Assignment 1
From the account of the dog's checkups, copy word for word the passage that begins at "Never Expected Anything" and ends after "even say great.".
Assignment 2
Continue the account of the dog's heart diagnosis, starting right after its last sentence.

I may get to keep my dog longer because Brookfield Animal Hospital found two life-threatening issues at their earliest stages.
Never Expected Anything To Be Wrong
During my dog Rye’s recent annual visit to Brookfield Animal Hospital, we both received bad news. While listening to Rye’s heart, Dr. Dattner heard a sound he hadn’t heard during her previous checkups. An efficently-performed EKG confirmed his suspicion. Rye had somehow, in the year since her last visit, developed a potentially life threatening heart condition.
Rye is anything but sickly. At ten years of age, this vibrant German Short Haired Pointer can run, jump and hunt with the best of them. To look at her, you’d never know there was a problem. Eating, weight, drinking, stools, urine, activity levels, personality…okay, she sleeps a bit more than she used to and her knees bother her…everything else is normal…you might even say great.
But the evidence was before me. As soon as Dr. D measured the heart anomaly with the portable device, he printed it for me to see. Those words, ‘Heart: Abnormal’. When you read them, you feel your own heart sink.
Further Testing Proved To Be Wise
He insisted that we further explore what was going on and within a week, Rye and I were both back at the practice. The care was great. The nursing team was so gentle with my girl while they took xrays of her heart. Then Dr. Dattner had a board certified veterinarian, who specializes in heart conditions, come to the practice just to see Rye. Using an ultrasound probe, the doctor looked inside my dog’s heart while she rested comfortably on a table. She was relaxed, calm and didn’t have any medications or anesthesia for the procedure. The doctor showed me the videotape of her heart in action. You could see the flow of blood in and out of the heart chambers and he confirmed the heart condition that Dr. Dattner had so expertly identified during Rye’s annual checkup.
Dr. Dattner also insisted on an ultrasound of Rye’s belly area to make sure that the heart issue wasn’t caused by something other than her heart. He said,
More Bad News
While I was happy that we were doing the best thing for Rye, Dr. Dattner unfortunately found another problem. Rye had a suspicious nodule on her spleen that I was told can sometimes be a marker of cancer. Dr. D sent the images off to another boarded specialist for immediate interpretation. Incredibly all the results of Rye’s diagnostics were ready for Doctor Dattner to review and relay to me within two hours of her procedure.

Information provided
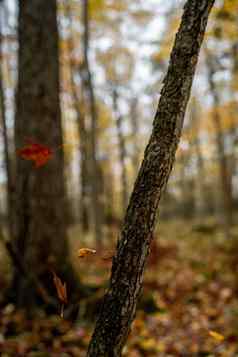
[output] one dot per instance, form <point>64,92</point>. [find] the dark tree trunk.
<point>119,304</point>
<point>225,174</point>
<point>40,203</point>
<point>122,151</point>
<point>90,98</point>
---
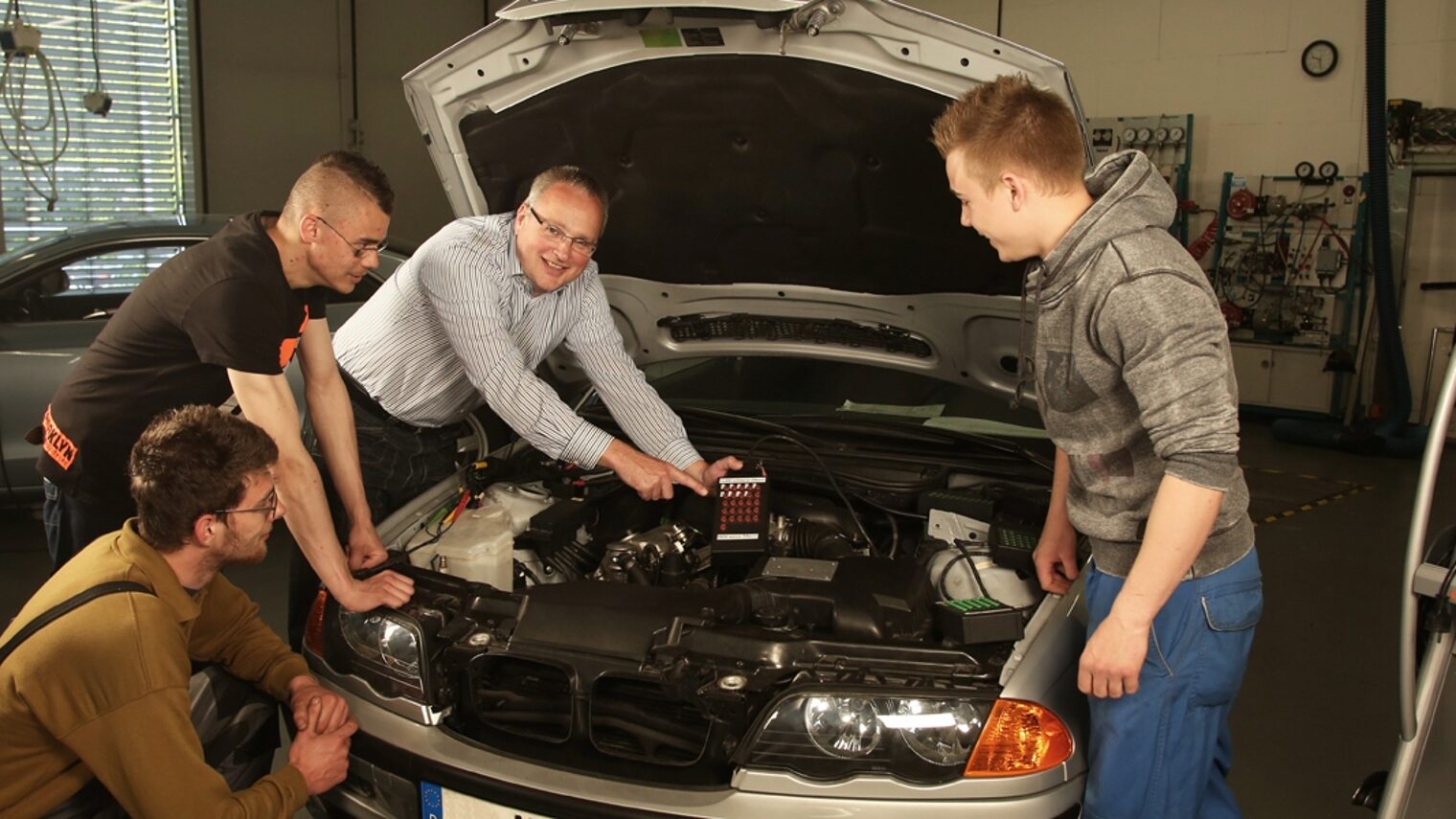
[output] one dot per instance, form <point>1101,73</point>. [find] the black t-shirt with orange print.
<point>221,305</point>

Answer section 1
Never Expected Anything To Be Wrong
During my dog Rye’s recent annual visit to Brookfield Animal Hospital, we both received bad news. While listening to Rye’s heart, Dr. Dattner heard a sound he hadn’t heard during her previous checkups. An efficently-performed EKG confirmed his suspicion. Rye had somehow, in the year since her last visit, developed a potentially life threatening heart condition.
Rye is anything but sickly. At ten years of age, this vibrant German Short Haired Pointer can run, jump and hunt with the best of them. To look at her, you’d never know there was a problem. Eating, weight, drinking, stools, urine, activity levels, personality…okay, she sleeps a bit more than she used to and her knees bother her…everything else is normal…you might even say great.

Answer section 2
Rye is the best buddy I have ever known. Confirming that she has a heart issue and a potential malignancy in her spleen is awful. I guess I knew that at 10 years old, she was considered ‘old’ for her breed, but I didn’t suspect that anything was going on with her yet.
Still, I’m so grateful that we caught this now, before Rye got sick (or worse!) and that Dr. D and the great folks at Brookfield have a plan in place to make sure that she stays well. In a week or two, Rye will have her heart evaluated for a full 24 hours while she wears a comfortable harness and stays in the comfort of our home. Then in three months, Dr. D will have another look at her potential spleen issue. If it appears to be getting worse, he can remove my dog’s spleen and save her life before any cancer spreads. Because we’re doing this while she’s well, she’ll have minimal pain and we’ll have the greatest chances for success.
Early Screening Matters!
I encourage everyone who reads this to make use of the preventative care that Brookfield Animal provides (or any veterinarian for that matter) In the past, I waited till my dog wasn’t feeling well, before I took her to the vet. Now I know that waiting till my pet looks like she needs a vet, is waiting too long.